Lay out every line of the records below as a JSON list of strings, one string per line, omitting blank lines.

-- BEGIN Records provided --

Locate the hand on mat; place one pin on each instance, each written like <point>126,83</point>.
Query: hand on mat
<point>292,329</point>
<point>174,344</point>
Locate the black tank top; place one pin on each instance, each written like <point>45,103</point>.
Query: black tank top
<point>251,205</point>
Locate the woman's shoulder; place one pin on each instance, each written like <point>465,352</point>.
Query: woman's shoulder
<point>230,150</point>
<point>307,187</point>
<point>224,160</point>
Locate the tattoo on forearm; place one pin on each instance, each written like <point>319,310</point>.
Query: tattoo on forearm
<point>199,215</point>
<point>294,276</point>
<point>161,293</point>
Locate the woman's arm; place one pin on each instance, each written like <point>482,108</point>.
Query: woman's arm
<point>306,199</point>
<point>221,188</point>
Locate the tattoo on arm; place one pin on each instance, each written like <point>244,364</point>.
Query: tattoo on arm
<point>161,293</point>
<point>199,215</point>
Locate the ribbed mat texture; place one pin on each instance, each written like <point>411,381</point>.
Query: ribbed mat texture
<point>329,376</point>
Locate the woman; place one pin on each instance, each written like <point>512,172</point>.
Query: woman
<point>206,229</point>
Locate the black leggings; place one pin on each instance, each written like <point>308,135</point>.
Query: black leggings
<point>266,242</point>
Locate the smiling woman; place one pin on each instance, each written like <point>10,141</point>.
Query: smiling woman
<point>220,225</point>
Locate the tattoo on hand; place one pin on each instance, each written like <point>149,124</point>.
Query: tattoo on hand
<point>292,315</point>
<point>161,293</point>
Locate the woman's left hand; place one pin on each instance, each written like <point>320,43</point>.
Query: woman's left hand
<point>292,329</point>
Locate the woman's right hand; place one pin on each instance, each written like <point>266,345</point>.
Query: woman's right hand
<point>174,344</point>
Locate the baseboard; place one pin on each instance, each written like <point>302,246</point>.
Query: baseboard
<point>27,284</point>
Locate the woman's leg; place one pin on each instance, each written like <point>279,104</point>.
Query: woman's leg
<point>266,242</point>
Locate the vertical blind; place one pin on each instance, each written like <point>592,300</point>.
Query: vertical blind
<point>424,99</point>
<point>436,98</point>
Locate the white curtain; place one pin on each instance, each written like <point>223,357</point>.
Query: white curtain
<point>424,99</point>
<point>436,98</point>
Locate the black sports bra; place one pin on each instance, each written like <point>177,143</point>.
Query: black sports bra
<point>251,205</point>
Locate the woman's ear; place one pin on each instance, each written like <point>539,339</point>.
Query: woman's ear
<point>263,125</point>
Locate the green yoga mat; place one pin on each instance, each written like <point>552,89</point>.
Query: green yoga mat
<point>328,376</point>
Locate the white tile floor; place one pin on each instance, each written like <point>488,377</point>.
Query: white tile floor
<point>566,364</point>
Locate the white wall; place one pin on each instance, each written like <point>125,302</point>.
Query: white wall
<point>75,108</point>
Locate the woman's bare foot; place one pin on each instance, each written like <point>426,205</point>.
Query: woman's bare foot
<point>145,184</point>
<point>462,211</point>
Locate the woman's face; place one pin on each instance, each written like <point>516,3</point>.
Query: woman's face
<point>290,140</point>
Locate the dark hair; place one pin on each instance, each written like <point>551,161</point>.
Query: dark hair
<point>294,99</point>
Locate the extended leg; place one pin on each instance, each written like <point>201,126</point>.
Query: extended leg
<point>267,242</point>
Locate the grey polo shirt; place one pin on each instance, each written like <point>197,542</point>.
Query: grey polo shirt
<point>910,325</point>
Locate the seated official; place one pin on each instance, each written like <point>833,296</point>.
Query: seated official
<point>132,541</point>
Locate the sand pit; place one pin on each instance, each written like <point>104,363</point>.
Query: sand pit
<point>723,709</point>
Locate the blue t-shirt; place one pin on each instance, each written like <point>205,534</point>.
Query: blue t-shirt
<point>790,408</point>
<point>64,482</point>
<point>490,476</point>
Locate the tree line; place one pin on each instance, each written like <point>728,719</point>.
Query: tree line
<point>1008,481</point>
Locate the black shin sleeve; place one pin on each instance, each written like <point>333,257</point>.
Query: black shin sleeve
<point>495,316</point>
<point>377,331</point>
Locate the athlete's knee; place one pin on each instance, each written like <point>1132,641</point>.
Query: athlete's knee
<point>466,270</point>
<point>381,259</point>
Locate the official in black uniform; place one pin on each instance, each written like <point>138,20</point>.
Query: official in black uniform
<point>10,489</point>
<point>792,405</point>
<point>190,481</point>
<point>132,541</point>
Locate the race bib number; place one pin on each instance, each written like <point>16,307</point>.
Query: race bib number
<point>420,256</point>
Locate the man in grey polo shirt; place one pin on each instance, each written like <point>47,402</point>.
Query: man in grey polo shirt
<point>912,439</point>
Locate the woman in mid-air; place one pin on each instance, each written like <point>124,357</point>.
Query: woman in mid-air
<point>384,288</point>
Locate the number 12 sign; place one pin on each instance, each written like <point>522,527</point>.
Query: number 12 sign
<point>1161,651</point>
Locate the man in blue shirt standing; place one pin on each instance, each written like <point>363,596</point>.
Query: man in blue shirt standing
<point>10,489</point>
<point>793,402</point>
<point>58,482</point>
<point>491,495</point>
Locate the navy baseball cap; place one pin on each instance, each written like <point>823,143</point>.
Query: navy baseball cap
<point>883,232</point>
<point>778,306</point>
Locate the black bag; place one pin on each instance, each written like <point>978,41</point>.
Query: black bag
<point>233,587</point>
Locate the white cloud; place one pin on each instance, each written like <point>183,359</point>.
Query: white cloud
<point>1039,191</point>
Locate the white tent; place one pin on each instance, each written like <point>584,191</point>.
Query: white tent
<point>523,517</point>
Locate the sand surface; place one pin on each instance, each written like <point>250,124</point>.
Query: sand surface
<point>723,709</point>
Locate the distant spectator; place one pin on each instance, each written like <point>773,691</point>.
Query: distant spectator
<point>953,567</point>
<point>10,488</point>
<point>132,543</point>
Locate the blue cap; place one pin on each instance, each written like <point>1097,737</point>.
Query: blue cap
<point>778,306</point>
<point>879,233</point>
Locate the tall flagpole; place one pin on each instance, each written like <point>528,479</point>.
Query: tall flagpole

-- END Records provided --

> **Response below**
[
  "Locate the hand on mat; place one pin on each instance, each written like <point>126,83</point>.",
  "Query: hand on mat",
  "<point>292,329</point>",
  "<point>174,344</point>",
  "Locate the black tank top; place one pin on each instance, each written like <point>45,103</point>.",
  "Query: black tank top",
  "<point>251,205</point>",
  "Locate the woman's shoulder; place one pin on each instance, each written like <point>465,352</point>.",
  "Query: woman's shoulder",
  "<point>230,150</point>",
  "<point>307,187</point>",
  "<point>224,160</point>",
  "Locate the tattoo on forearm; place one pin on each instance, each written like <point>319,310</point>.",
  "Query: tattoo on forearm",
  "<point>199,215</point>",
  "<point>294,276</point>",
  "<point>161,293</point>",
  "Locate the woman's arm; place one pin on each instance, each written like <point>482,108</point>.",
  "Query: woman's arm",
  "<point>306,199</point>",
  "<point>221,188</point>",
  "Locate the tattoo on arm; place one pin on each instance, each written like <point>244,364</point>.",
  "Query: tattoo on arm",
  "<point>161,293</point>",
  "<point>199,215</point>",
  "Locate the ribbed mat texture; place one pin on each instance, each written like <point>411,381</point>.",
  "Query: ribbed mat texture",
  "<point>329,376</point>",
  "Locate the woman; place one pin on each instance, each written like <point>512,172</point>.",
  "Query: woman",
  "<point>206,229</point>",
  "Locate the black leggings; place one pin on each instance, each written like <point>308,135</point>.",
  "Query: black leggings",
  "<point>266,242</point>",
  "Locate the smiling woman; place one pin on each instance, each written like <point>10,141</point>.",
  "Query: smiling woman",
  "<point>220,225</point>",
  "Locate the tattoo on hand; place one pin on each instance, each written like <point>149,124</point>.",
  "Query: tattoo on hand",
  "<point>292,315</point>",
  "<point>161,293</point>",
  "Locate the woman's left hand; place one pin on each instance, each written like <point>320,43</point>.",
  "Query: woman's left hand",
  "<point>292,329</point>",
  "Locate the woman's right hand; place one pin on each instance, each written like <point>266,345</point>.",
  "Query: woman's right hand",
  "<point>174,344</point>",
  "Locate the baseboard; place one pin on each instance, each written like <point>302,246</point>.",
  "Query: baseboard",
  "<point>27,284</point>",
  "Locate the woman's leg; place one pin on each instance, each written like <point>279,104</point>.",
  "Query: woman's leg",
  "<point>266,242</point>",
  "Locate the vertical blind; place one pin on each instance, each written like <point>592,300</point>.",
  "Query: vertical blind",
  "<point>424,99</point>",
  "<point>436,98</point>",
  "Locate the white curtain; place one pin on each instance, each written like <point>223,357</point>.",
  "Query: white curtain",
  "<point>424,99</point>",
  "<point>436,98</point>",
  "Locate the black sports bra; place one pin on each instance, each written like <point>177,143</point>.",
  "Query: black sports bra",
  "<point>251,205</point>",
  "Locate the woman's ear; place one pin on each instance, each written like <point>539,339</point>.",
  "Query: woman's ear",
  "<point>263,125</point>",
  "Locate the green yoga mat; place one pin on each instance, each written like <point>552,89</point>.",
  "Query: green yoga mat",
  "<point>328,376</point>",
  "Locate the white tile floor; place one pin on each instance, each written like <point>488,377</point>.",
  "Query: white tile floor",
  "<point>566,364</point>",
  "Locate the white wall; place one pin on each instance, each written like <point>125,302</point>.",
  "Query: white wall",
  "<point>75,108</point>",
  "Locate the woman's bare foot; place one pin on each instance, each written like <point>426,205</point>.",
  "Query: woman's bare foot",
  "<point>145,184</point>",
  "<point>462,211</point>",
  "Locate the woman's face; place one pin on each instance, each written like <point>516,3</point>.",
  "Query: woman's face",
  "<point>290,140</point>",
  "Locate the dark hair; place one pin on each instance, each written like <point>551,161</point>.",
  "Query: dark hair",
  "<point>294,99</point>",
  "Locate the extended leg; place one pin on each instance, each written like <point>201,126</point>.",
  "Query: extended leg",
  "<point>267,242</point>",
  "Locate the grey polo shirt; place one pin on each instance, each written like <point>197,542</point>.",
  "Query: grey polo shirt",
  "<point>910,325</point>",
  "Locate the seated official; place one pin on each instance, each written like <point>833,296</point>.",
  "Query: seated official",
  "<point>132,541</point>",
  "Locate the sand pit; place one pin on each instance, each written like <point>104,363</point>.",
  "Query: sand pit",
  "<point>723,709</point>",
  "Locate the blue t-shirt; place one pin on each instance, each written like <point>205,534</point>.",
  "Query: blue t-shirt",
  "<point>790,408</point>",
  "<point>64,482</point>",
  "<point>490,476</point>",
  "Locate the tree line; place one pin on each instance, each written like <point>728,719</point>.",
  "Query: tree line",
  "<point>1008,481</point>",
  "Locate the black shin sleeve; place one pin on each instance, each written like <point>333,257</point>.",
  "Query: black shin sleeve",
  "<point>495,316</point>",
  "<point>377,331</point>",
  "Locate the athlete's knee; place one pin on each instance, each written like <point>1132,641</point>.",
  "Query: athlete's knee",
  "<point>466,270</point>",
  "<point>381,259</point>",
  "Locate the official in black uniform; place one pin on each instance, each written like <point>138,20</point>.",
  "Query: official in black uniform",
  "<point>10,489</point>",
  "<point>792,405</point>",
  "<point>190,481</point>",
  "<point>132,541</point>",
  "Locate the race bib number; place one pin on each instance, each written like <point>16,307</point>.",
  "Query: race bib number",
  "<point>420,256</point>",
  "Locate the man in grey polo shirt; place one pin on each instance, each written like <point>47,402</point>.",
  "Query: man in grey polo shirt",
  "<point>912,439</point>",
  "Locate the woman in mid-air; place one pin on each instance, each written like <point>124,357</point>.",
  "Query: woman in mid-air",
  "<point>384,288</point>",
  "Locate the number 12 sign; place one pin on each instance, each written like <point>522,527</point>.",
  "Query: number 12 sign",
  "<point>1161,651</point>",
  "Locate the man in blue shirt standing; place one pin on each instance, each written like <point>363,596</point>.",
  "Query: man in blue shirt standing",
  "<point>10,489</point>",
  "<point>793,402</point>",
  "<point>58,482</point>",
  "<point>491,495</point>",
  "Locate the navy baseball cap; place one pin on each instance, each written like <point>823,143</point>.",
  "Query: navy baseball cap",
  "<point>883,232</point>",
  "<point>778,306</point>",
  "Locate the black bag; place one pin on each instance, each written like <point>978,41</point>.",
  "Query: black bag",
  "<point>233,587</point>",
  "Locate the white cloud; place one pin on each instance, each written like <point>183,359</point>.",
  "Query: white cloud",
  "<point>1039,191</point>",
  "Locate the white tent; place one pin on each instance, each written like <point>584,191</point>.",
  "Query: white tent",
  "<point>523,517</point>",
  "Locate the sand surface; place one pin on each instance, each written like <point>250,124</point>.",
  "Query: sand surface",
  "<point>723,709</point>",
  "Locate the distant spectator; place one pin on each instance, each written like <point>773,691</point>.",
  "Query: distant spectator",
  "<point>953,567</point>",
  "<point>10,488</point>",
  "<point>132,543</point>",
  "Locate the blue cap; place one pin on each instance, each written like <point>1097,737</point>.",
  "Query: blue cap",
  "<point>778,306</point>",
  "<point>879,233</point>",
  "Locate the tall flagpole; place one pin on each instance, each written like <point>528,479</point>.",
  "Query: tall flagpole"
]